EXERCISE DATA START

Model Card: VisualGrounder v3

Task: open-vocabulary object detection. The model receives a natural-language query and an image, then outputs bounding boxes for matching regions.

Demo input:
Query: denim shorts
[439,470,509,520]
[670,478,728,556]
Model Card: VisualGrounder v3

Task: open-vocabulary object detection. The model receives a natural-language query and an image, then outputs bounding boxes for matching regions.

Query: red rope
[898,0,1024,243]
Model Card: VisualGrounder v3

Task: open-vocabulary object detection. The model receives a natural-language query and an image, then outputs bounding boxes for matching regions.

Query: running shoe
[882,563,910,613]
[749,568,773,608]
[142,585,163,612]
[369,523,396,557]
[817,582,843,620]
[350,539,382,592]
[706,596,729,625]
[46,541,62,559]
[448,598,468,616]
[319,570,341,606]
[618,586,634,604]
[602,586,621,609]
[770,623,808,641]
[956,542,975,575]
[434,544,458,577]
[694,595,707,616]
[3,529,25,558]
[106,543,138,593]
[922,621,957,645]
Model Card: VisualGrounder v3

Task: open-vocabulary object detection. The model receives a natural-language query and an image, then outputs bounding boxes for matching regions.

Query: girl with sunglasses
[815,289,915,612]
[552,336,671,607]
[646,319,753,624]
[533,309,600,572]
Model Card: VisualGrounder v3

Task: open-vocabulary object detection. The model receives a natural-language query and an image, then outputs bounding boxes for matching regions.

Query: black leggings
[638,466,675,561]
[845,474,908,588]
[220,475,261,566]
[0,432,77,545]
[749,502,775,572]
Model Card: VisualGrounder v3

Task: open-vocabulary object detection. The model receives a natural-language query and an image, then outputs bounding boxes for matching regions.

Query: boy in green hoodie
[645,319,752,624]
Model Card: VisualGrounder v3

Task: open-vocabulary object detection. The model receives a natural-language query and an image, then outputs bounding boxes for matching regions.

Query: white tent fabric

EXERCISE DATA END

WHAT TO WORK ON
Nothing may change. Retype all of the entries.

TASK SOLUTION
Model Card: VisualGrounder v3

Task: open-vocabulary object detection. The model receives a natural-language query and an image, then outputs bounding boxes for matching regions.

Demo input:
Query: denim shorts
[439,470,509,520]
[670,478,728,556]
Model Card: VisualGrounder v3

Task: open-vocabulary object detection. The model receives a natural-language query and an image, then outputs bounding boxes for matching regions.

Query: red rope
[898,0,1024,243]
Model Card: VisualGrounder v3

Task: open-vocabulary object detection. The model receives a natural-language query and an image, then outputs bounding boxes for matching regions.

Query: running shoe
[882,563,910,613]
[749,568,773,608]
[142,585,163,612]
[369,523,396,557]
[817,582,843,620]
[350,539,382,592]
[706,596,729,625]
[46,541,62,559]
[448,598,468,616]
[319,570,341,606]
[618,586,634,604]
[602,586,621,609]
[770,623,808,641]
[956,542,975,575]
[434,544,458,577]
[694,595,707,616]
[3,529,25,558]
[106,543,138,593]
[922,621,957,645]
Model Card: VisualGrounder v3

Task: open-vocabulary object detection. The model receives a natural-language query and an image, then outputs bounding boxes for matching regions.

Query: girl with sunglasses
[815,289,915,612]
[552,336,671,607]
[646,319,753,624]
[533,309,600,572]
Model Card: VisualGrounder v3

Task: open-vocabulary object detection. The model receives a natural-language query and an image, then outputs bounding boxes for matching regions.

Query: black leggings
[638,466,675,561]
[845,474,908,588]
[220,475,261,566]
[0,432,77,545]
[749,502,775,572]
Model Card: VisualGrounder v3

Task: open-vocabulary object detection. The model receives a natural-language query and an image, then outputs bounding boxes for matching regions.

Query: boy in green hoodie
[645,319,752,624]
Model Card: VisualGrounder v3

Task: open-vocabulary object detection. The model receives a natural-language query and an image, then outputs bounding boxes for matching regions.

Query: white tent fabric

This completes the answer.